Entries supplied →
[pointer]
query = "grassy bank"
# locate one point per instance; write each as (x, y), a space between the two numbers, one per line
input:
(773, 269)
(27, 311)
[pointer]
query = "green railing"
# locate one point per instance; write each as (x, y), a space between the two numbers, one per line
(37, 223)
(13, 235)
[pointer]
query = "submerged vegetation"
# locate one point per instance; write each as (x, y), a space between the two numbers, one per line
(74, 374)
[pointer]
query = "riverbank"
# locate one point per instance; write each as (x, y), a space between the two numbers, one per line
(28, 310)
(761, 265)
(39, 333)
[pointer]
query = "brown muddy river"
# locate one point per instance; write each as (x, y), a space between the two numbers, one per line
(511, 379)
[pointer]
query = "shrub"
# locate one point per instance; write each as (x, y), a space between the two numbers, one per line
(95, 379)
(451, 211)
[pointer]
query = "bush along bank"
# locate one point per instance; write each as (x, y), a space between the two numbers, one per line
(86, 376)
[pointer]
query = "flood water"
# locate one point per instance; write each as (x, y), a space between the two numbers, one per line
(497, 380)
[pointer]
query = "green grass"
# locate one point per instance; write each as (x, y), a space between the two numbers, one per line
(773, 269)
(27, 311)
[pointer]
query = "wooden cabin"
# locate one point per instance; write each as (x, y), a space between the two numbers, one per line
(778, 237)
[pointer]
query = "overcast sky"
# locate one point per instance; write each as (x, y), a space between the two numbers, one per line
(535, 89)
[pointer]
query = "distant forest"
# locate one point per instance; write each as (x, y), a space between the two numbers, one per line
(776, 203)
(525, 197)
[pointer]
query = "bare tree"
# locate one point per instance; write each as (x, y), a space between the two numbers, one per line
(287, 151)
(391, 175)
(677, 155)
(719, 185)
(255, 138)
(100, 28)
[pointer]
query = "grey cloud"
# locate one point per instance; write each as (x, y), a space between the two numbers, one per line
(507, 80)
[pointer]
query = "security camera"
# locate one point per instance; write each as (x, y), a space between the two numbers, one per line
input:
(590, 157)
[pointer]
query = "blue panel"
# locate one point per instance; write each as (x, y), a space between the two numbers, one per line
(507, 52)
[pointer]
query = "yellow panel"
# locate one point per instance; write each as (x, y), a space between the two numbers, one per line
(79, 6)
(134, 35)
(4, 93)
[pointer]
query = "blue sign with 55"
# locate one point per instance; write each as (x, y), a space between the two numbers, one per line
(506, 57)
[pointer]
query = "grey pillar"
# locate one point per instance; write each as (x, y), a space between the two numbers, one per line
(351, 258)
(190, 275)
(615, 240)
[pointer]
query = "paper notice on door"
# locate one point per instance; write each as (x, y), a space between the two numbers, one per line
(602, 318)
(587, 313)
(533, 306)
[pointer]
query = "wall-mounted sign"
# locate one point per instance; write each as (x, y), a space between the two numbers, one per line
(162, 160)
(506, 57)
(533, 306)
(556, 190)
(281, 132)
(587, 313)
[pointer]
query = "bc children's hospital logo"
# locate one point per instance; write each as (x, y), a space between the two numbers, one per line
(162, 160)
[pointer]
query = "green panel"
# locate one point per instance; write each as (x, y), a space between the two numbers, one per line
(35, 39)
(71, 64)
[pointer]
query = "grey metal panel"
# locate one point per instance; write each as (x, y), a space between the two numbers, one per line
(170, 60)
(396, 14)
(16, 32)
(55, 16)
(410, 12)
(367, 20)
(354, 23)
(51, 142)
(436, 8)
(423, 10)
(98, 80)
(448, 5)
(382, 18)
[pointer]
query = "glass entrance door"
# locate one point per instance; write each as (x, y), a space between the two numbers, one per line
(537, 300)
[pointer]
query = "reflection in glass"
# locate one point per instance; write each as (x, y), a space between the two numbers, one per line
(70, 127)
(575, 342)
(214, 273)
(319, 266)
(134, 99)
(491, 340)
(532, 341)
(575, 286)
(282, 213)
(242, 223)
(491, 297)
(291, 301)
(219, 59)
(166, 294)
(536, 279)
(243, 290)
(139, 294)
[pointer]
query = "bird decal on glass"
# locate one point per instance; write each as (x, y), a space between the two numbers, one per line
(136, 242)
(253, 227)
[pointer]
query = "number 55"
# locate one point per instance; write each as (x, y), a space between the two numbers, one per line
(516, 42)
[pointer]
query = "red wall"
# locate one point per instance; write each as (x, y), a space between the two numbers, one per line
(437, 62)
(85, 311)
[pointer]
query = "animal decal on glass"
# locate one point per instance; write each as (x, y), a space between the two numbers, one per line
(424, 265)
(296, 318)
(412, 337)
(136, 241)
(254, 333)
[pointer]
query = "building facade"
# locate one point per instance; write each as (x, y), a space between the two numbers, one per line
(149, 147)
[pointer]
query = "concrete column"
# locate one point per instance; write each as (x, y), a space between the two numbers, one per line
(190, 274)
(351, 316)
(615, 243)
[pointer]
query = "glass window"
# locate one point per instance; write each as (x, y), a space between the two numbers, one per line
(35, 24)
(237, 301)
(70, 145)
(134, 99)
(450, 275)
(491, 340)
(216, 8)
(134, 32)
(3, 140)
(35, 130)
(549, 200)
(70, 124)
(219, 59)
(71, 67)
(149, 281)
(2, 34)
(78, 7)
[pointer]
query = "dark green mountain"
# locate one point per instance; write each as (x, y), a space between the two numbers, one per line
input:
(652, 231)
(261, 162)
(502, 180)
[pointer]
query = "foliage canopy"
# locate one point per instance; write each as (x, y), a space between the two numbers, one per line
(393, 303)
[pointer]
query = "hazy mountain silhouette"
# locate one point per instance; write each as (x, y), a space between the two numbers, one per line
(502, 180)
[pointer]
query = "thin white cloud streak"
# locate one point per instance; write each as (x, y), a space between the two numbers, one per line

Short task →
Extract each line of the records that contains the word "decal".

Output for this task →
query = "bird decal on glass"
query = "animal decal on glass"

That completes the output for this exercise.